Joni: Bestätigt wurde, dass tatsächlich die wenigsten Englisch oder Deutsch sprechen. Naja, eine gewisse Grobheit ist den Leuten auch eigen, aber womit ich dann nicht gerechnet hatte, dass sich dann doch viele als sehr herzlich und nett erwiesen. Naja, und das Aussehen der Städte hatte ich mir schon ungefähr so vorgestellt, naja, so…(lacht)
Sprich es ruhig aus!
Joni: …irgendwie einfach, trist, industriell, graue Schlote… an wie vielen Fabriken wir vorbeigefahren sind, deren Schornsteine wie in der letzten postapokalyptischen Utopie da herausragen, das ist schon gruselig teilweise.
Ist es nicht auch so ein bisschen Industrieromantik? Kannst du mit dem Wort was anfangen? Gruselig, aber trotzdem irgendwie faszinierend.
Chrissi: Nee, also ich kann damit gar nichts anfangen, wenn das da so rausqualmt… Viele Stadtansichten wirken wie eine Schwarz-Weiß-Aufnahme, in der einzelne Gegenstände mit grellen Farben eingefärbt wurden.
Joni: Doch, ja schon, ist was dran… Noch eine interessante Sache: ich glaube, es wird viel Wodka getrunken, aber ich habe das nie gesehen. Außer als wir es selbst praktiziert haben, habe ich nie jemanden trinken sehen.
Chrissi: Auf den Dörfern läuft immer mal jemand besoffen rum wie der, der uns fast ins Auto gelaufen wäre, aber getrunken wird wohl eher zuhause.
Joni: Es ist ja auch verboten, in der Öffentlichkeit zu trinken. Also, das Bild vom betrunkenen Russen mit der Wodkaflasche in der Hand hat sich nicht bestätigt. Alleine zu trinken scheint auch eher verpönt zu sein.
In der Öffentlichkeit wird dann umgefüllt, man trinkt den Wodka aus der Saftflasche, glaube ich, die Leute sind ja auch nicht ganz doof…Anderes Thema: Ihr seid in meinem Unterricht Studenten aus dem ersten Studienjahr begegnet, und selbst studiert ihr auch im zweiten Semester… wie war das für euch? Sind die russischen Studenten anders?
Chrissi: Natürlich auffallend war, dass sie sehr viel jünger sind als wir, zwischen 16 und 20, wohingegen sie bei uns zwischen 18 und 55 sind, der Durchschnitt so Ende 20, Anfang 30. Das hat sich natürlich im Verhalten geäußert, dass sie sehr schüchtern sind, viel Respekt vor dem Lehrer haben, sich nicht so profilieren oder aus sich rausgehen. Sie schreiben still mit, wenn Du was gefragt hast, wurde die Antwort kaum verständlich geflüstert, manche sagen gar nichts. Bei dem ersten Kurs war mein Eindruck, dass die Leute eigentlich gar keine Lust haben, dort zu sein, also völlig unmotiviert… aber das wirkte wohl nur so.

* Zu bearbeitende Aufgaben:
1. Erläutern Sie in ein bis drei Sätzen, worauf Chrissi im Gesprächsauszug das zurückhaltende Verhalten der russischen Studenten zurückführt.
2. Führen Sie den Gesprächsauszug über die Russlandreise im Anschluss an seinen letzten Satz weiter.
Die anschließende Auflistung hat mit dem Gesprächsauszug nichts zu tun.

* Bereitgestellte Angaben:
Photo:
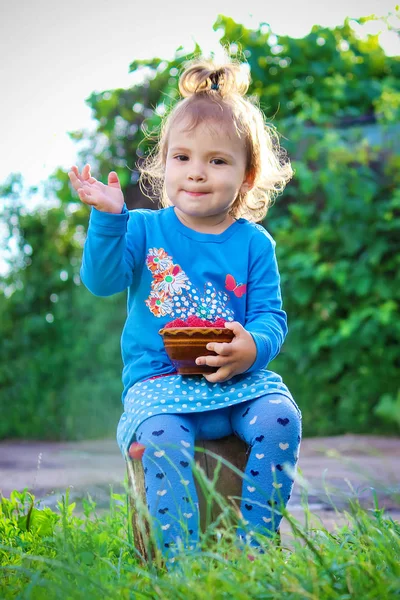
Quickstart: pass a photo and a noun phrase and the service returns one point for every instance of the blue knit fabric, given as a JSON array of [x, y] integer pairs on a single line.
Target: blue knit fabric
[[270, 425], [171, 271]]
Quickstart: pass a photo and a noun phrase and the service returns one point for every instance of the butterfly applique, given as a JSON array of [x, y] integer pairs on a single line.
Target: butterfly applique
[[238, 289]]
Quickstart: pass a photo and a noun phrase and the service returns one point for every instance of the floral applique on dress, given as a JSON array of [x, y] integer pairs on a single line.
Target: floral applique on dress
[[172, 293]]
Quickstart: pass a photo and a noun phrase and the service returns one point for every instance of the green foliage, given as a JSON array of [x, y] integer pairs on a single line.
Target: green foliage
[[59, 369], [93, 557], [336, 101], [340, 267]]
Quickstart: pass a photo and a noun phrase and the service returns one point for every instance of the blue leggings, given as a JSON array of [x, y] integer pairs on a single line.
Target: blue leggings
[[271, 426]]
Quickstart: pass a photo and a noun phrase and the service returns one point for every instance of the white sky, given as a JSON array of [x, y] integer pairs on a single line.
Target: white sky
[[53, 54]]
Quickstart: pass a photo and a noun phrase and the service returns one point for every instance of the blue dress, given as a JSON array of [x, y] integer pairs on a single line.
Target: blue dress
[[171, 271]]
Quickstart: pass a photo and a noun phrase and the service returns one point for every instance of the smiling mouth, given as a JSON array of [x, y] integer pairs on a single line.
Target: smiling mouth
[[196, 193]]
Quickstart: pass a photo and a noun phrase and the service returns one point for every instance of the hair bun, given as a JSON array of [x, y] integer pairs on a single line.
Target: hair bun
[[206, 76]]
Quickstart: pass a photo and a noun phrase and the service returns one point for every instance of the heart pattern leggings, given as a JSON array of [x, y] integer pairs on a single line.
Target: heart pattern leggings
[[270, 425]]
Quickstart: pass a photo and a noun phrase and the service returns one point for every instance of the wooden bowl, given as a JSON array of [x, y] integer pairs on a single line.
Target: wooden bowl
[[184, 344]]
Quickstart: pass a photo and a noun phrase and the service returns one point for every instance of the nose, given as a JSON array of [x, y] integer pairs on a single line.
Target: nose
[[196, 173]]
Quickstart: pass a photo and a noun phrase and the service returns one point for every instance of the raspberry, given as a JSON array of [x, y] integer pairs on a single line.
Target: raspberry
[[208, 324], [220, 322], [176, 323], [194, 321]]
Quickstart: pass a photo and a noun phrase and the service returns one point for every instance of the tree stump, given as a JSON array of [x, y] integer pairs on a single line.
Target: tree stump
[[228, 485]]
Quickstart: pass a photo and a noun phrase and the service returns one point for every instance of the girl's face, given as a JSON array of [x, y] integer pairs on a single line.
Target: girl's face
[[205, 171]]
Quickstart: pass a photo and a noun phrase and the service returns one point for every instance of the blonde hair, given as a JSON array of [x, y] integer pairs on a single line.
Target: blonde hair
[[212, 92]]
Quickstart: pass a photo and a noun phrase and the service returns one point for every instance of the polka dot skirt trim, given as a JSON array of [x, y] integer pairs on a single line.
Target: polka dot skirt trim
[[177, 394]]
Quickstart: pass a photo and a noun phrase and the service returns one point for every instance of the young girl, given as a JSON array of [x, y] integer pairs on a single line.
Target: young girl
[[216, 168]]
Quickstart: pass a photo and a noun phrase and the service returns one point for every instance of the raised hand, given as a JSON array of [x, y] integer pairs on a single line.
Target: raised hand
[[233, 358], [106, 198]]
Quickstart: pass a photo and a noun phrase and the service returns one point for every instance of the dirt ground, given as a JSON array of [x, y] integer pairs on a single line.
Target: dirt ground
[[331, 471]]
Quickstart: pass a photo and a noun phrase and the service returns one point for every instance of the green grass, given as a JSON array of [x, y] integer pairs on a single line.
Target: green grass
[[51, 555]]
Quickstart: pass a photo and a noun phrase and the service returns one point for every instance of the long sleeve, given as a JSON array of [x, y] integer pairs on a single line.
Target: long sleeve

* Lösungen der Aufgaben:
1. Chrissi führt es darauf zurück, dass die russischen Studenten mit 16 bis 20 Jahren viel jünger sind als die eigenen Kommilitonen, die zwischen 18 und 55 Jahre alt sind. Dieser Altersunterschied zeigt sich laut Chrissi darin, dass die russischen Studenten sehr schüchtern sind, großen Respekt vor dem Lehrer haben und sich kaum profilieren oder aus sich herausgehen.

2.
Joni: Ja, das wirkte wohl nur so, die wollen schon Deutsch lernen… Was eigentlich alle gesagt haben, war, dass sie ihre Stadt scheiße finden. Wenn man sie gefragt hat, was gefällt euch an Ulan-Ude, dann haben alle gekichert und den Kopf geschüttelt. Die wollen weg und den Westen kennenlernen und dafür lernen sie Deutsch. Es war jedenfalls interessant, den Unterricht kennenzulernen, ich glaube, sie können Dich gut leiden, Du giltst als cooler Dozent…
Woran meint ihr das gemerkt zu haben, dass sie mich gut leiden können?
Joni: Sie lachen, wenn Du was Lustiges sagst!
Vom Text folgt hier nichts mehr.